What to do:
In the excerpt on liver cancer trends in Black and white patients, which years did the study define as the DAA era?

According to Nephew, multifactorial reasons contribute to the disparity, including higher rates of viral hepatitis in the Black community, less screening for HCC, potential differences in tumor biology and less access to curative therapies in addition to social and structural determinants of health.

“The aim of our study was to evaluate the relationship between cirrhosis status and HCC trends in Black and white patients in the pre-DAA era compared with the DAA era in a multicenter cohort of patients,” Nephew said.

In a retrospective cohort study, Nephew and colleagues evaluated 2,436 patients (18% Black) diagnosed with HCC between 2009 and 2019 at two health centers in Indiana and North Carolina. The electronic medical record was used to identify disease etiology, labs, tumor characteristics, imaging and race. They used Mittal’s criteria to define the presence of cirrhosis in primary analysis and a Fibrosis-4 score greater than 3.25 to define advanced fibrosis in a secondary analysis. The pre-DAA era was defined as 2009 to 2013 and the DAA era was defined as 2014 to 2019.

Of those included in the study, 79% of Black patients and 50% of white patients had hepatitis C virus. Among noncirrhotic patients, 36.8% of Black patients had HCV as did 14.4% of white patients.

“Exploring hepatitis C treatment by race, you can see that Black patients in the pre-DAA era were less likely to receive treatment, and this was also true in our current DAA era, with 44.8% of Black patients not receiving treatment for hepatitis C compared with 31.4% of white patients,” Nephew said. “In regard to tumor characteristics, Black patients in the DAA era had larger tumors with a 4.9 cm measurement for their large tumor compared with 3.5 cm in our white cohort.”

Raw data:
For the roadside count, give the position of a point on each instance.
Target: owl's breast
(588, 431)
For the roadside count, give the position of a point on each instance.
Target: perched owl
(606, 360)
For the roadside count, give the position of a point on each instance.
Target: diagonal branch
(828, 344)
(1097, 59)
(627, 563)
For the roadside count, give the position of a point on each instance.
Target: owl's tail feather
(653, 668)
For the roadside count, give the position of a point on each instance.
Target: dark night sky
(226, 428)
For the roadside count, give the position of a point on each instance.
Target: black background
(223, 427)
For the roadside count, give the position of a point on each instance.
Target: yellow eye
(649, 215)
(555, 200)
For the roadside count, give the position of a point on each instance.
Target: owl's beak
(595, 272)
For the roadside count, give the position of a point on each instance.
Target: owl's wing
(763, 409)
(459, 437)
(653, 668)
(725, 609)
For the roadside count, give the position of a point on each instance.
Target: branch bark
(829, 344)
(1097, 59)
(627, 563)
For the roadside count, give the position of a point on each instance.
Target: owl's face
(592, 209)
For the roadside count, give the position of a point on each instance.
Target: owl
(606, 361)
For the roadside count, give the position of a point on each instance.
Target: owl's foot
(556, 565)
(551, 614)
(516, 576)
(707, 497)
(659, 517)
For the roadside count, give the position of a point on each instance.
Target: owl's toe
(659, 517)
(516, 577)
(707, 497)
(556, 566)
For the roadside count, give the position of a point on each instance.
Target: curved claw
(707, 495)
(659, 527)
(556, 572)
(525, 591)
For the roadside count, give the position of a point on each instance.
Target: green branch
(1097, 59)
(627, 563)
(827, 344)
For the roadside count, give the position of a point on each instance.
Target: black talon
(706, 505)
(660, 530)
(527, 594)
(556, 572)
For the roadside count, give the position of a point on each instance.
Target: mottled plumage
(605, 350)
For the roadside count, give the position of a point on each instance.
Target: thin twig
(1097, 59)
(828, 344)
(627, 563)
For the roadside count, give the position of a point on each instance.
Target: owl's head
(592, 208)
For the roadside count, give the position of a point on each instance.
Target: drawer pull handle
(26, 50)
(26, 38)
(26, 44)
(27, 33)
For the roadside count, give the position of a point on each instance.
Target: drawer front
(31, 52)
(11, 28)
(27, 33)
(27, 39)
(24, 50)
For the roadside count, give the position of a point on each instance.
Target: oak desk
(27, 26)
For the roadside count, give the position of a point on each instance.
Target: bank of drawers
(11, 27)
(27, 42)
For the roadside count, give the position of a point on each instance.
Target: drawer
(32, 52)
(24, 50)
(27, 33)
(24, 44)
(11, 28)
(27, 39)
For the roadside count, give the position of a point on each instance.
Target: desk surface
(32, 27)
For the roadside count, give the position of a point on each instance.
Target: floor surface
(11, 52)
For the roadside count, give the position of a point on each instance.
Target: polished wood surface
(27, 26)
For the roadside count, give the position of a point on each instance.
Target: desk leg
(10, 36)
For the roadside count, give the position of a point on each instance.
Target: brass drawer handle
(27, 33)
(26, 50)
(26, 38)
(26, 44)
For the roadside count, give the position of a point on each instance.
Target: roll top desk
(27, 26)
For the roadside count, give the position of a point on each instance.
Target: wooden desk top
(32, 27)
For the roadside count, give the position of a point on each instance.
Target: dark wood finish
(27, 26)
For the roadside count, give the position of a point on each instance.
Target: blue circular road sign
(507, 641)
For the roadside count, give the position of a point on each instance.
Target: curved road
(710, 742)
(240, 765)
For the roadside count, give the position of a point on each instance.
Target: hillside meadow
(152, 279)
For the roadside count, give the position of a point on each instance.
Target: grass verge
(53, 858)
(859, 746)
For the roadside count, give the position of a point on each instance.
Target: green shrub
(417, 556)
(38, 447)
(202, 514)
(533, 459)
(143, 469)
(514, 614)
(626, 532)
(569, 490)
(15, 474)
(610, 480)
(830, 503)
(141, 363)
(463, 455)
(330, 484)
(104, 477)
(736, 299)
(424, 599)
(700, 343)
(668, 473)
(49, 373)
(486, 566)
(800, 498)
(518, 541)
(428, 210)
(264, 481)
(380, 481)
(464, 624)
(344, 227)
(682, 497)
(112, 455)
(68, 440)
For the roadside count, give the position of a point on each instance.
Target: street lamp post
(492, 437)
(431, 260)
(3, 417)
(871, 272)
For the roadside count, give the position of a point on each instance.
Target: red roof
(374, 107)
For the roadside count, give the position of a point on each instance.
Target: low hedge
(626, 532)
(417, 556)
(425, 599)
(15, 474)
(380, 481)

Solution for this exercise:
2014 to 2019.